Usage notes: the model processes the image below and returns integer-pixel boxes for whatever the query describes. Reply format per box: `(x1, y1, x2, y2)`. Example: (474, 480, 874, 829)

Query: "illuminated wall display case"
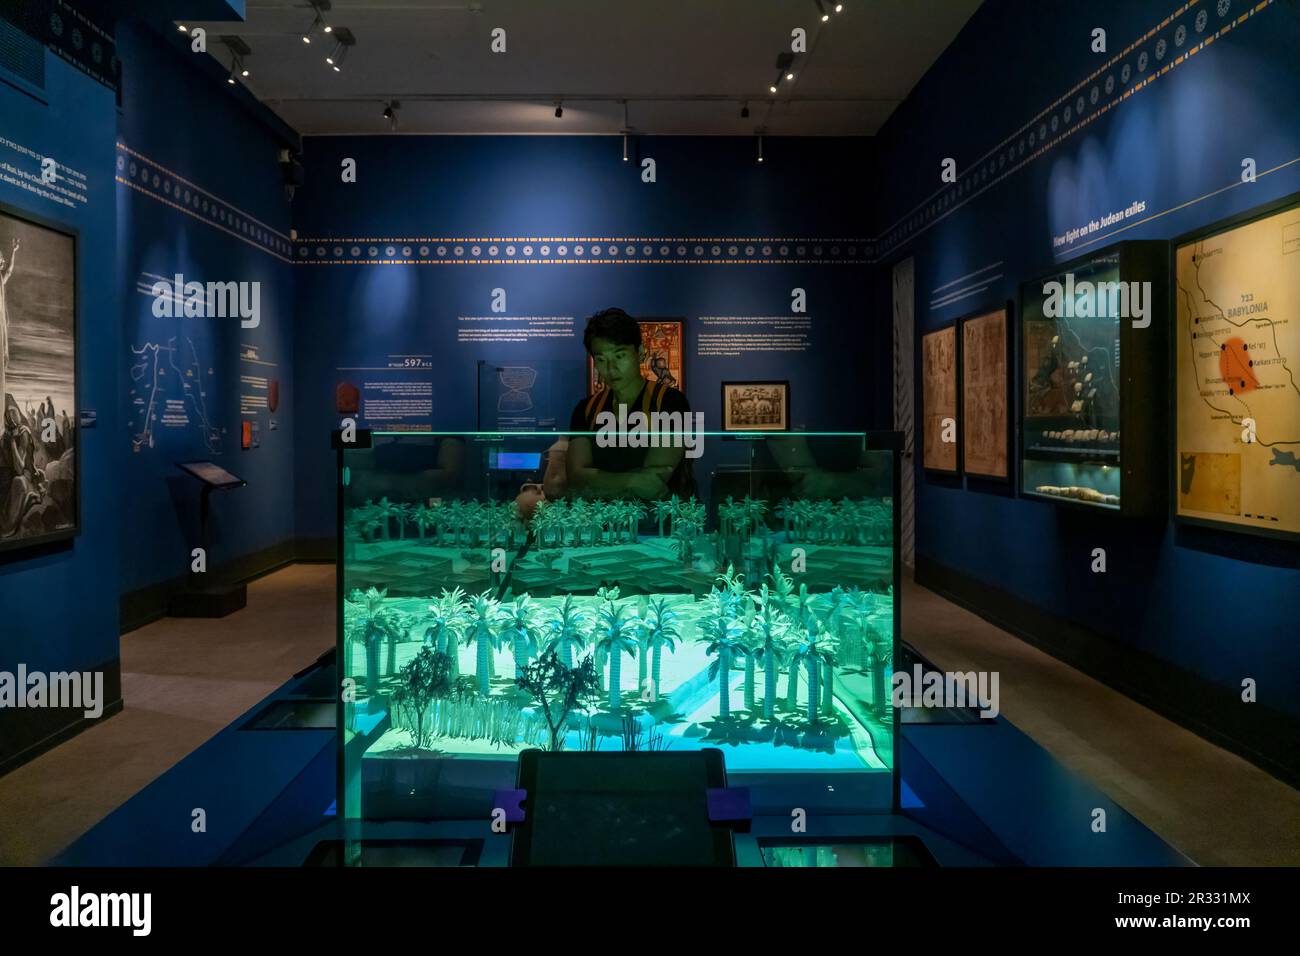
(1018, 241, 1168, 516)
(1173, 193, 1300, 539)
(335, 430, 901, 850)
==
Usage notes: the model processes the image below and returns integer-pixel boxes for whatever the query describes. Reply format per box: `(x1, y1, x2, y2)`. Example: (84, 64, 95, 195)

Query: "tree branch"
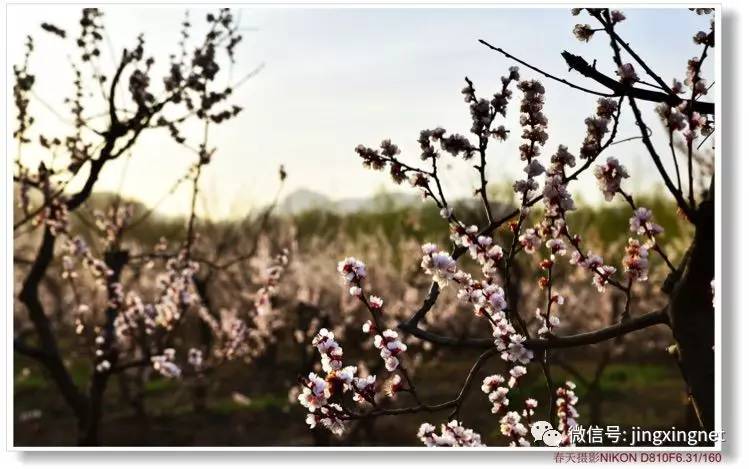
--
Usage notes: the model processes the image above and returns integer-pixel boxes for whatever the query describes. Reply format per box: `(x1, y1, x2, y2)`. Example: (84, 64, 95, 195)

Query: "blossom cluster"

What to produce: Determine how many lines of the listing hold the word "Usage", then write only that number.

Task output: 3